AIM: Reproduce all of the data exactly.

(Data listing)
** START **

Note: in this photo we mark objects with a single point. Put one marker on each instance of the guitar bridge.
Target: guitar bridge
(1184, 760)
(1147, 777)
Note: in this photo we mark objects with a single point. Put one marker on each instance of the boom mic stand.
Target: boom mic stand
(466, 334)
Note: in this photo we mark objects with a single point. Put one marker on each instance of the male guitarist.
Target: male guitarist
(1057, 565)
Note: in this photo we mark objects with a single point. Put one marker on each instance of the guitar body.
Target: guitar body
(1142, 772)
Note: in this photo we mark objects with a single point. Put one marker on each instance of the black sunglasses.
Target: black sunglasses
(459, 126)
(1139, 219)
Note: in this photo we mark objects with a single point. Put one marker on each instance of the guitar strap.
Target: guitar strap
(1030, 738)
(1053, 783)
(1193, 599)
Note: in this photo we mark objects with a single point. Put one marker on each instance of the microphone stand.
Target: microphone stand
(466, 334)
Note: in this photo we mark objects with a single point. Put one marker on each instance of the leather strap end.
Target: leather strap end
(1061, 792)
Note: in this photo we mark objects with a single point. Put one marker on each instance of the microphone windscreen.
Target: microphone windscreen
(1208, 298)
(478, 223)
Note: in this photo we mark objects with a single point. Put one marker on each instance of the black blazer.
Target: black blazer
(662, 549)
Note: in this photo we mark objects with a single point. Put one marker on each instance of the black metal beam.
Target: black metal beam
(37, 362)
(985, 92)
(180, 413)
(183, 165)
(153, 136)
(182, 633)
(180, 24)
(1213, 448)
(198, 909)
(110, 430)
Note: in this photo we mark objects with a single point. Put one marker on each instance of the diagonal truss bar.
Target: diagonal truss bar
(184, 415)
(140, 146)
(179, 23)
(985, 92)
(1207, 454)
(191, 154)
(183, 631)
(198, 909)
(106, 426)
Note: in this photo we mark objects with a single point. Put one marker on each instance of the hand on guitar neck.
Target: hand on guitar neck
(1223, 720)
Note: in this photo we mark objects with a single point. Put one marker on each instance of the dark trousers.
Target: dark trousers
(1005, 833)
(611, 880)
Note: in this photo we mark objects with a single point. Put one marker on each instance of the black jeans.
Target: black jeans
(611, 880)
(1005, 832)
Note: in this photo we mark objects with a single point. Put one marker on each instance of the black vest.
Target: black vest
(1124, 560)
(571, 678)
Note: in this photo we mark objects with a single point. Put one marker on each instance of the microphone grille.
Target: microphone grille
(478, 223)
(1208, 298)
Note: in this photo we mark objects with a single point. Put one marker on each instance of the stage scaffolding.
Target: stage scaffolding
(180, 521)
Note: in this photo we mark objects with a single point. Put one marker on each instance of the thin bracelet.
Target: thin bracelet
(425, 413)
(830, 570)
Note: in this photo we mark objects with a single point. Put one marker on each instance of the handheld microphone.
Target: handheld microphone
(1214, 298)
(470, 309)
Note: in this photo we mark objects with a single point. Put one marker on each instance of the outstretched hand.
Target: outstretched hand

** END **

EXERCISE OUTPUT:
Note: in this photo we mark objects with a single point. Put one marker on each instance of the guitar bridge.
Target: guitar bridge
(1184, 760)
(1147, 777)
Note: in this photo we mark objects with a single point. Put one marker on each instance of the boom mic stand.
Target: boom mic stand
(466, 334)
Note: in this photo we mark objects with a single point. Put one marker on each instance of the male guitarist.
Target: male guitarist
(1057, 565)
Note: in this photo we mark objects with a single point. Put one marker on each instance of the guitar body.
Target: guitar body
(1142, 772)
Note: in this photo we mark objects with a single point. Put one marker on each instance of the black sunglasses.
Target: black sunglasses
(459, 126)
(1139, 219)
Note: in this photo we mark objects with a single point. Put one marker on each instance of the guitar strap.
Target: guitar strap
(1030, 738)
(1053, 783)
(1193, 599)
Note: in this photo we mark objects with a single point. Put one marker on each instance of the microphone stand.
Target: microphone stand
(466, 334)
Note: in this photo we mark objects with a single point. Put one marker on each instance of the leather strap end.
Target: leather strap end
(1061, 792)
Note: in this photo we mark objects with a single point. Put one marker on each instance of the microphone windscreen.
Target: microphone windscreen
(1208, 298)
(478, 223)
Note: in this photo we mark objects with a single point. Put one marker on each instance of the black blazer.
Target: black blazer
(662, 549)
Note: in this photo we mark objects with a single point. Put one marker on each instance of the black metal beam.
Target: black metal beam
(37, 362)
(985, 92)
(180, 413)
(183, 165)
(153, 136)
(182, 633)
(180, 24)
(1213, 448)
(198, 909)
(110, 430)
Note: in this photo we mark objects with a single point. Put one marker on each instance of the diagonal truss bar.
Target: diagonal truss bar
(184, 415)
(140, 146)
(179, 23)
(985, 92)
(1207, 454)
(191, 154)
(183, 631)
(198, 909)
(106, 426)
Note: in this photo we mark objects with a single point. Put one marker on each instance of the hand on guitar neck.
Target: hand on guitar neck
(1223, 720)
Note: in this photo we mark objects with a single point. Put one marker on each instance of the dark trousers.
Target: dark trousers
(1005, 833)
(611, 880)
Note: in this photo we mark objects with a single point. Put one marker on each instance of the black jeans.
Target: black jeans
(611, 880)
(1005, 832)
Note: in this photo we mark objects with a single point. Put one marker on each instance of the black vest.
Target: black vest
(1124, 560)
(571, 678)
Note: in this photo we mark objects with a single point. Put one marker on each instance of the microphone grille.
Target: microphone grille
(478, 223)
(1208, 298)
Note: in this photo we mark objects with a single point. Put one marker on each instance of the stage scaffolding.
Target: stage scaffolding
(180, 521)
Note: in this photo we mark objects with a single point. Put one marker on each instance of the thin bracelet.
Target: thin bracelet
(425, 413)
(830, 570)
Note: in this photo we mark objects with a single point. Put one marker on each instance of the handheld microphone.
Target: handheld microphone
(1214, 298)
(470, 309)
Note: in this photo we mark objects with a single point. Put one marker on each instance of the outstretched hand.
Target: outstretched hand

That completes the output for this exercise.